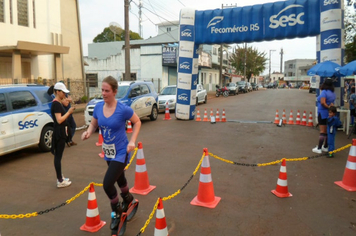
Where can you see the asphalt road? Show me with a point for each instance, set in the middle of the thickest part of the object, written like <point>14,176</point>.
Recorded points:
<point>172,150</point>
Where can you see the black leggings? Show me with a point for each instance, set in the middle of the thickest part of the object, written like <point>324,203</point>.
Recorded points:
<point>114,173</point>
<point>58,153</point>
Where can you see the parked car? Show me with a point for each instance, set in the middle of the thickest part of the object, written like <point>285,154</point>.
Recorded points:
<point>201,96</point>
<point>167,95</point>
<point>249,87</point>
<point>25,118</point>
<point>141,96</point>
<point>242,86</point>
<point>232,88</point>
<point>254,86</point>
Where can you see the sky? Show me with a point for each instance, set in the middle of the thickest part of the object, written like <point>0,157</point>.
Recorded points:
<point>95,15</point>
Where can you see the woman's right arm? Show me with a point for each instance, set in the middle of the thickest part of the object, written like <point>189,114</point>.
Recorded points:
<point>91,129</point>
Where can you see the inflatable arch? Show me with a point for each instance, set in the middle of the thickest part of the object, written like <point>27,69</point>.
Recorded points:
<point>271,21</point>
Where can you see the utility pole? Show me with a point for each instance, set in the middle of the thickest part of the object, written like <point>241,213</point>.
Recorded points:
<point>271,50</point>
<point>281,66</point>
<point>140,31</point>
<point>127,42</point>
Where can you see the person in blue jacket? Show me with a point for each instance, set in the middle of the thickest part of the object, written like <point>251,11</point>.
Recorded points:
<point>333,123</point>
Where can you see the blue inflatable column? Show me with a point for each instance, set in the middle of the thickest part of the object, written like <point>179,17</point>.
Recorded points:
<point>187,66</point>
<point>332,45</point>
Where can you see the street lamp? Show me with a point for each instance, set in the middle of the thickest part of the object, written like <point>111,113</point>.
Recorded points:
<point>271,50</point>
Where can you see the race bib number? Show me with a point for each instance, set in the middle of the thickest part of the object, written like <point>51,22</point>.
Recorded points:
<point>109,150</point>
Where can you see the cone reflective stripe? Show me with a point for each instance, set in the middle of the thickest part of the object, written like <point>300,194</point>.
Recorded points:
<point>93,222</point>
<point>284,117</point>
<point>161,225</point>
<point>142,185</point>
<point>290,121</point>
<point>167,115</point>
<point>102,154</point>
<point>349,180</point>
<point>310,120</point>
<point>297,120</point>
<point>276,118</point>
<point>100,139</point>
<point>217,116</point>
<point>205,116</point>
<point>223,118</point>
<point>282,184</point>
<point>198,116</point>
<point>304,119</point>
<point>206,196</point>
<point>129,127</point>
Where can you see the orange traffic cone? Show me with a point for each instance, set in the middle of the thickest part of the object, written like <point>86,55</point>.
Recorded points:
<point>290,121</point>
<point>223,117</point>
<point>198,116</point>
<point>282,184</point>
<point>93,222</point>
<point>205,116</point>
<point>100,141</point>
<point>161,225</point>
<point>129,127</point>
<point>304,119</point>
<point>205,197</point>
<point>142,185</point>
<point>217,116</point>
<point>167,115</point>
<point>297,120</point>
<point>284,118</point>
<point>102,154</point>
<point>349,180</point>
<point>276,118</point>
<point>310,120</point>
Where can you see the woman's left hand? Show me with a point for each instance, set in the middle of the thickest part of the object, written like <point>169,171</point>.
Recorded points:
<point>130,147</point>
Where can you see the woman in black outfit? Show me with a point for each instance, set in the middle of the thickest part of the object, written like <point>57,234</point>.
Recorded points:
<point>60,131</point>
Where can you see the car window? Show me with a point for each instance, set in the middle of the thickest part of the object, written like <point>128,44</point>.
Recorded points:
<point>135,91</point>
<point>144,89</point>
<point>122,91</point>
<point>169,91</point>
<point>22,99</point>
<point>2,103</point>
<point>43,96</point>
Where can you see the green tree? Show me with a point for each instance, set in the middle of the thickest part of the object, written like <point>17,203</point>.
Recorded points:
<point>108,36</point>
<point>255,61</point>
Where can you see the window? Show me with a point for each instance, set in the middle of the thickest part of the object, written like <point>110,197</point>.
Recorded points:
<point>144,89</point>
<point>92,80</point>
<point>22,12</point>
<point>2,14</point>
<point>2,103</point>
<point>43,96</point>
<point>22,99</point>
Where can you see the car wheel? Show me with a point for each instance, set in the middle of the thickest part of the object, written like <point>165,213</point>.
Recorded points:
<point>154,113</point>
<point>46,139</point>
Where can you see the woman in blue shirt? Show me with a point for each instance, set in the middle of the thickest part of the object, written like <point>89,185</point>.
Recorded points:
<point>324,101</point>
<point>111,116</point>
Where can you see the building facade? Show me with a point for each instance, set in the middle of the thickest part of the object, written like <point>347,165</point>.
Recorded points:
<point>41,42</point>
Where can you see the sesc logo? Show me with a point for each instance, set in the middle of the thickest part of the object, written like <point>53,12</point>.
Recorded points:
<point>27,124</point>
<point>332,39</point>
<point>284,20</point>
<point>186,33</point>
<point>330,2</point>
<point>185,66</point>
<point>183,97</point>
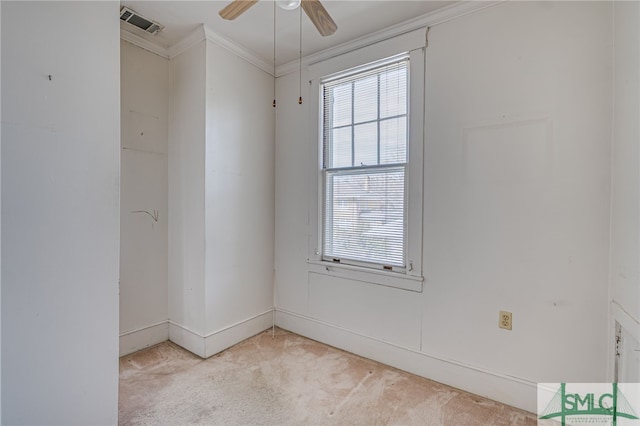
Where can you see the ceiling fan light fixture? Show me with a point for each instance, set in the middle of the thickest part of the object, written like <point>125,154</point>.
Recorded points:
<point>288,4</point>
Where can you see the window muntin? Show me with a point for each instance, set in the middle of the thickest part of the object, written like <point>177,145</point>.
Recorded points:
<point>365,122</point>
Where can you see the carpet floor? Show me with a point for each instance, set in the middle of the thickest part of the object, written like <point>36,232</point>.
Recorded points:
<point>287,379</point>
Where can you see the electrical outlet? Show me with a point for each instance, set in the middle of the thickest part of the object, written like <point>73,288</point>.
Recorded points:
<point>504,320</point>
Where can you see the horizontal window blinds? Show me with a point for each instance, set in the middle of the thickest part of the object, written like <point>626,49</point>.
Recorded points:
<point>364,160</point>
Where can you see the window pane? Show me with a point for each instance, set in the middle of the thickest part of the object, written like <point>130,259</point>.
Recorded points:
<point>365,99</point>
<point>341,105</point>
<point>341,148</point>
<point>365,216</point>
<point>366,144</point>
<point>393,140</point>
<point>393,93</point>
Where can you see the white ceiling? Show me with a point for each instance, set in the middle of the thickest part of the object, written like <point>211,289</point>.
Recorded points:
<point>253,30</point>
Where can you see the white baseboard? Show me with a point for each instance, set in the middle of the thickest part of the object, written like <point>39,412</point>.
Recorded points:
<point>213,343</point>
<point>132,341</point>
<point>509,390</point>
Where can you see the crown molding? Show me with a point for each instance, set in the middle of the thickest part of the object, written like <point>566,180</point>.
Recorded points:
<point>143,43</point>
<point>430,19</point>
<point>202,32</point>
<point>192,39</point>
<point>240,51</point>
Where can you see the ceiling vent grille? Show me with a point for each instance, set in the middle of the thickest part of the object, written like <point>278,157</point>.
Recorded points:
<point>137,20</point>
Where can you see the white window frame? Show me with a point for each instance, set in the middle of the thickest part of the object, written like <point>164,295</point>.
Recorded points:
<point>413,45</point>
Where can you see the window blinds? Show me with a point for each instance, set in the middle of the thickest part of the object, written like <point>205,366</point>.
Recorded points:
<point>364,161</point>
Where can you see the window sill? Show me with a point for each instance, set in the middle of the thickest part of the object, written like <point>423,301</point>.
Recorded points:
<point>388,279</point>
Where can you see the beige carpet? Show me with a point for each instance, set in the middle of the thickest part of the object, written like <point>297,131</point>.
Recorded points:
<point>290,380</point>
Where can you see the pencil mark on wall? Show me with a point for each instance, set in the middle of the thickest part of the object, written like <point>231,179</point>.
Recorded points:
<point>153,215</point>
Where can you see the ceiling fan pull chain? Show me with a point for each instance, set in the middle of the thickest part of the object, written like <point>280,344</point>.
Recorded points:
<point>274,54</point>
<point>300,59</point>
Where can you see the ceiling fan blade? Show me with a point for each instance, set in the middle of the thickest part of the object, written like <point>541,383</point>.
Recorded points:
<point>319,16</point>
<point>236,8</point>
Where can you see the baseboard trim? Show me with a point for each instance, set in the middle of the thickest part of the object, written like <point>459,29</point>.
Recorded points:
<point>210,344</point>
<point>509,390</point>
<point>135,340</point>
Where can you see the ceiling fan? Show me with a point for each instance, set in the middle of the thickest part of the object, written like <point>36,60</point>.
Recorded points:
<point>313,8</point>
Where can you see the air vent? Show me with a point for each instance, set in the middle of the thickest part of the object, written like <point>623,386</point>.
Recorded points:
<point>137,20</point>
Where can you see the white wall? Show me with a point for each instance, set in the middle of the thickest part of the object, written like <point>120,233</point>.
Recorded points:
<point>625,210</point>
<point>60,212</point>
<point>516,217</point>
<point>239,191</point>
<point>143,239</point>
<point>221,199</point>
<point>186,191</point>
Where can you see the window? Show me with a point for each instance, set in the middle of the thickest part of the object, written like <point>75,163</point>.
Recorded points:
<point>366,172</point>
<point>365,119</point>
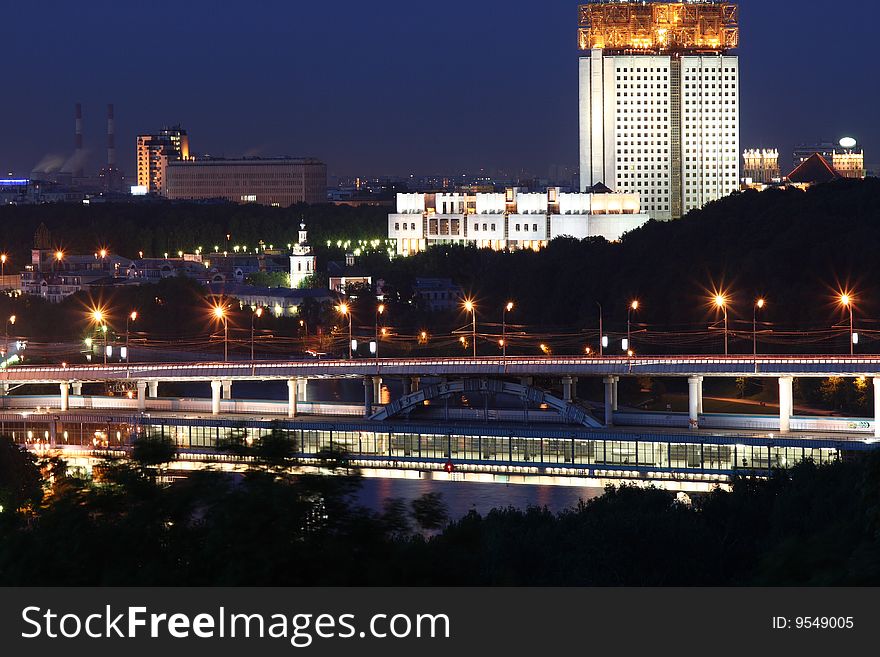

....

[What is being asked]
List each line of the entries that holds the string "blinds".

[Your solution]
Where can you see the horizontal window blinds? Show me with a point for each instance, set in the middle of the thickest part of the object, written like <point>626,49</point>.
Where can you see the window blinds? Show me with a point for each instance, set in the middle of the thickest part of the object, written like <point>205,366</point>.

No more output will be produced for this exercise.